(Prompt): Copy out the data below, swapping every "instance" for "occurrence" and keeping everything else the same. Leave the pictures out.

--- Material for this exercise ---

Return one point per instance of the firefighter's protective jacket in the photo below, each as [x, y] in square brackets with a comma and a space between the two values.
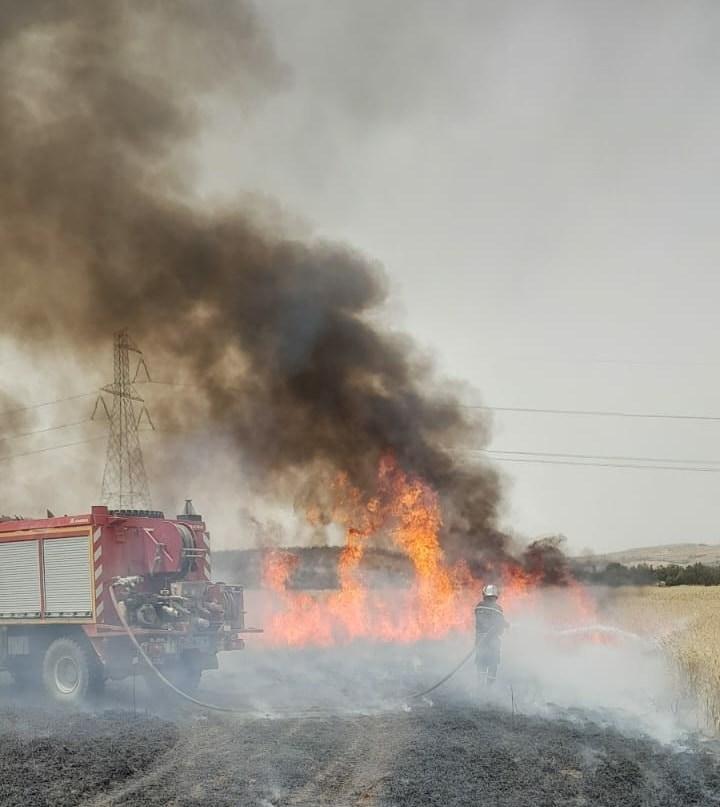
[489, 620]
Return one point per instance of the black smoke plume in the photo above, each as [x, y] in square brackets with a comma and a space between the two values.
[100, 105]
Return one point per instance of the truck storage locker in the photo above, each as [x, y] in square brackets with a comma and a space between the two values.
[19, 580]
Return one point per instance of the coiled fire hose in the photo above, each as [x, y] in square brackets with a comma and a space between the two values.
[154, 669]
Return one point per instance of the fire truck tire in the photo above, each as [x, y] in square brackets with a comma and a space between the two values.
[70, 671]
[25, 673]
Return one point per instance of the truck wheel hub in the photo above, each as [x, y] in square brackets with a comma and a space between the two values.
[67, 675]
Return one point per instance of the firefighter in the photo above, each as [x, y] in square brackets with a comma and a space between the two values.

---

(Task answer):
Return one point per occurrence of the firefighter's protective jacket in the photo below, each as [x, y] in square brackets with a comma and a space between the two values.
[489, 620]
Return one point per occurrence of the black smoke plume in the photo above, each as [x, y] in square brackets with a comma and a space between the two values.
[100, 105]
Return one point per occurrence of the truck storage locker in the photo above, each as [x, y] in square brackets with a comma and a space between the two values.
[19, 580]
Return one point per occurrence of the coiled fire hose in the photo above, each as [x, y] in square brackets with a comma and a space between the two values.
[154, 669]
Return one point per occurrence of the fire truck tire in the photo above, each as [x, y] in square brackets with a comma and a space between the two values.
[70, 671]
[25, 673]
Return one point per occurrence of the truck wheel hub in the photo above, each as [x, y] in square brackets with a comma and a space between the two values.
[67, 675]
Return one point per occurrence of the firefighter in the photo above, each as [x, y] in square brackets with a comma and a space between the two values.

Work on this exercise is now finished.